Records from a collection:
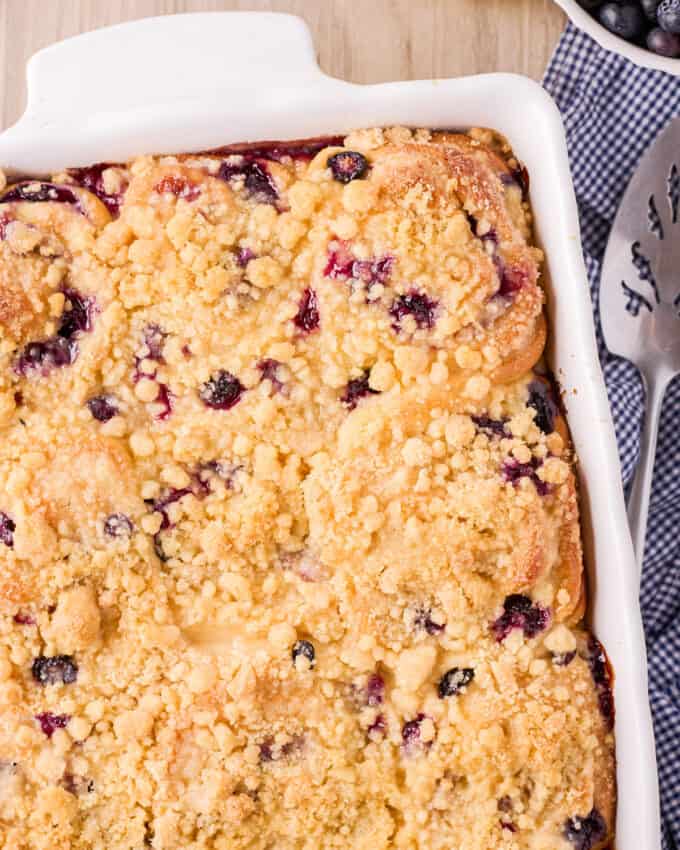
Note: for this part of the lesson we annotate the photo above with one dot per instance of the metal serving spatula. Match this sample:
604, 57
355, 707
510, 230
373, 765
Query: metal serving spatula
640, 297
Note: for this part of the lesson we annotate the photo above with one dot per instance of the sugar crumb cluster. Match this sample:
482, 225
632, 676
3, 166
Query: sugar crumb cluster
289, 537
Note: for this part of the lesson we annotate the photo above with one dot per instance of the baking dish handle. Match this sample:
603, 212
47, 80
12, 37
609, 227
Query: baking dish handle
128, 89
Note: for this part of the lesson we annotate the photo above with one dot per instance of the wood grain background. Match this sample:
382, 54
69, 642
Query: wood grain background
362, 41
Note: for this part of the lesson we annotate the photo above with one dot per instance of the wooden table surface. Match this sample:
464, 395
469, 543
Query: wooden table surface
360, 40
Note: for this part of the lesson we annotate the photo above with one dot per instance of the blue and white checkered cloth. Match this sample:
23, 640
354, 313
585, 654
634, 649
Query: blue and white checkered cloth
613, 111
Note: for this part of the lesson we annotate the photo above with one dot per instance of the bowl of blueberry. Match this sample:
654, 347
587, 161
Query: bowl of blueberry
645, 31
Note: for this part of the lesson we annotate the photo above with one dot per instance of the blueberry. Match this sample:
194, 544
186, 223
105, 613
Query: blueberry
668, 16
519, 612
62, 349
423, 620
91, 178
77, 318
222, 391
343, 265
411, 736
410, 732
356, 389
307, 318
77, 785
102, 407
164, 400
600, 671
513, 471
118, 525
54, 670
454, 680
491, 427
586, 833
542, 401
375, 689
49, 722
347, 166
257, 182
415, 304
21, 618
7, 529
43, 356
33, 191
626, 20
650, 8
511, 279
304, 648
664, 43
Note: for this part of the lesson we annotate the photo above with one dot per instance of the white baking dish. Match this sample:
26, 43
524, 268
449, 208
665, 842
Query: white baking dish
606, 39
198, 81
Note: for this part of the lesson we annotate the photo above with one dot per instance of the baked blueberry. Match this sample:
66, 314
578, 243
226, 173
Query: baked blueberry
222, 391
57, 669
92, 179
423, 620
357, 389
602, 677
22, 618
586, 832
519, 612
491, 427
102, 407
305, 649
664, 43
164, 402
410, 732
416, 304
347, 166
650, 8
375, 689
513, 471
668, 15
7, 529
307, 318
257, 182
625, 20
32, 191
542, 401
49, 723
454, 680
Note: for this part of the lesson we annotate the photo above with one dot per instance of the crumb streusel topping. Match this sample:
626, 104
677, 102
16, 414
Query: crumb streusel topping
289, 541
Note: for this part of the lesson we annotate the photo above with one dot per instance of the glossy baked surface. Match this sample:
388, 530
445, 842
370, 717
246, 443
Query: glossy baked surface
289, 541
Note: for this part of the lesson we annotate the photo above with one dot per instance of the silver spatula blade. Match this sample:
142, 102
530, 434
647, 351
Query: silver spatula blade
640, 297
640, 288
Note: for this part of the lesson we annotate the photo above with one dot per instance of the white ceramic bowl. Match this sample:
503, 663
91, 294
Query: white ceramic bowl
192, 82
638, 55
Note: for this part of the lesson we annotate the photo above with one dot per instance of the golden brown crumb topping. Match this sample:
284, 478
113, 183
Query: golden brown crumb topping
289, 539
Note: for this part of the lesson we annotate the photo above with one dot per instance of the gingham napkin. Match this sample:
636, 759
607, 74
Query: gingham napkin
613, 111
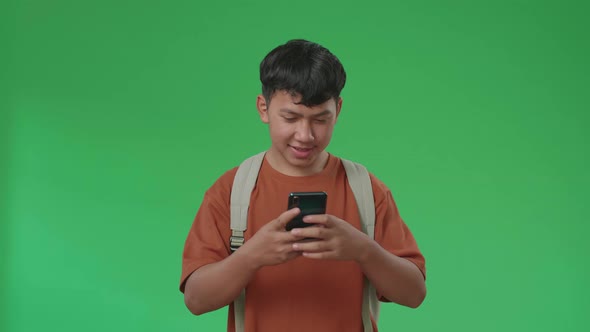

Directions
Could you put every line of the entries above into a JSON list of strings, one string per line, leaving out blank lines and the pictures?

Response to this task
[
  "Note: for this part of the lesson we annotate the photo above with one dot per instance of the metal serving spatula. Match this sample:",
  "604, 57",
  "355, 707",
  "510, 230",
  "373, 765",
  "Query: metal serving spatula",
  "640, 297",
  "Note: for this part of the lesson we annotate the photo above with one dot per instance of the sugar crumb cluster. Match this sample:",
  "482, 225",
  "632, 676",
  "3, 166",
  "Query: sugar crumb cluster",
  "289, 537",
  "Note: for this part of the lesson we annotate the photo above with one dot per instance of the baking dish handle. Match this sample:",
  "603, 212",
  "47, 80",
  "12, 37",
  "609, 227",
  "Query: baking dish handle",
  "128, 89",
  "Note: for this part of the lesson we annotate the photo above with one dot per instance of the wood grain background. Match this sample:",
  "382, 54",
  "69, 642",
  "Query: wood grain background",
  "362, 41",
  "Note: for this part of the lesson we annotate the photo above with one dot per instance of the wooden table surface. Match this sample:",
  "464, 395",
  "469, 543",
  "Query: wooden table surface",
  "360, 40",
  "Note: for this part of the lesson we annotate the photo above with one dot per instance of the blue and white checkered cloth. Match this sample:",
  "23, 640",
  "354, 313",
  "585, 654",
  "634, 649",
  "Query: blue and white checkered cloth",
  "613, 111",
  "Note: for this part of the lesson we annotate the photo above with one dot per instance of the bowl of blueberry. Match this sample:",
  "654, 347",
  "587, 161",
  "Query: bowl of blueberry",
  "645, 31",
  "Note: for this part of the lesson we annotate the photo above with one dot per instance of the blueberry. Match this sample:",
  "194, 544",
  "186, 223",
  "105, 613",
  "Query: blueberry",
  "668, 16",
  "519, 612",
  "62, 349",
  "423, 620",
  "91, 178",
  "77, 318",
  "222, 391",
  "343, 265",
  "411, 736",
  "410, 732",
  "356, 389",
  "307, 318",
  "77, 785",
  "102, 407",
  "164, 400",
  "600, 671",
  "513, 471",
  "118, 525",
  "54, 670",
  "454, 680",
  "491, 427",
  "586, 833",
  "542, 401",
  "375, 689",
  "49, 722",
  "347, 166",
  "257, 182",
  "415, 304",
  "21, 618",
  "7, 529",
  "43, 356",
  "33, 191",
  "626, 20",
  "650, 8",
  "511, 279",
  "304, 648",
  "664, 43",
  "Note: for this part of the lesson we annotate the photo above with one dot per instance of the white baking dish. Match this sample:",
  "26, 43",
  "524, 268",
  "449, 208",
  "665, 842",
  "Query: white baking dish",
  "606, 39",
  "198, 81",
  "Note: for this part of the lesson we annotate the photo above with one dot per instance of the baked blueberry. Match this sample:",
  "66, 314",
  "578, 243",
  "226, 173",
  "Query: baked blueberry",
  "222, 391",
  "57, 669",
  "92, 179",
  "423, 620",
  "357, 389",
  "602, 677",
  "22, 618",
  "586, 832",
  "519, 612",
  "491, 427",
  "102, 407",
  "305, 649",
  "664, 43",
  "164, 402",
  "410, 732",
  "416, 304",
  "347, 166",
  "650, 8",
  "375, 689",
  "513, 471",
  "668, 15",
  "7, 529",
  "307, 318",
  "257, 182",
  "625, 20",
  "32, 191",
  "542, 401",
  "49, 723",
  "454, 680",
  "Note: for this part of the lesson we annotate the photo above with one dot per instance of the crumb streusel topping. Match this sample:",
  "626, 104",
  "677, 102",
  "16, 414",
  "Query: crumb streusel topping",
  "289, 541",
  "Note: for this part of the lesson we annotate the photo above with one dot per instance of the glossy baked surface. Match this sample:",
  "388, 530",
  "445, 842",
  "370, 717",
  "246, 443",
  "Query: glossy baked surface",
  "289, 541",
  "Note: for this part of the lesson we annotate the photo above with one dot per instance of the silver spatula blade. Match this sample:",
  "142, 102",
  "530, 434",
  "647, 351",
  "Query: silver spatula blade",
  "640, 297",
  "640, 288",
  "Note: for this part of the lesson we annotate the photo above with one dot per instance of the white ceramic bowl. Match this sample:",
  "503, 663",
  "91, 294",
  "Query: white ceramic bowl",
  "192, 82",
  "638, 55",
  "Note: for this part of the lesson we annotate the photo above with one dot per instance of the golden brown crumb topping. Match this sample:",
  "284, 478",
  "113, 183",
  "Query: golden brown crumb topping",
  "289, 539",
  "Note: for this part of the lesson we annotate the photo above with one dot per instance of the gingham napkin. Match this sample:",
  "636, 759",
  "607, 74",
  "Query: gingham napkin",
  "613, 111"
]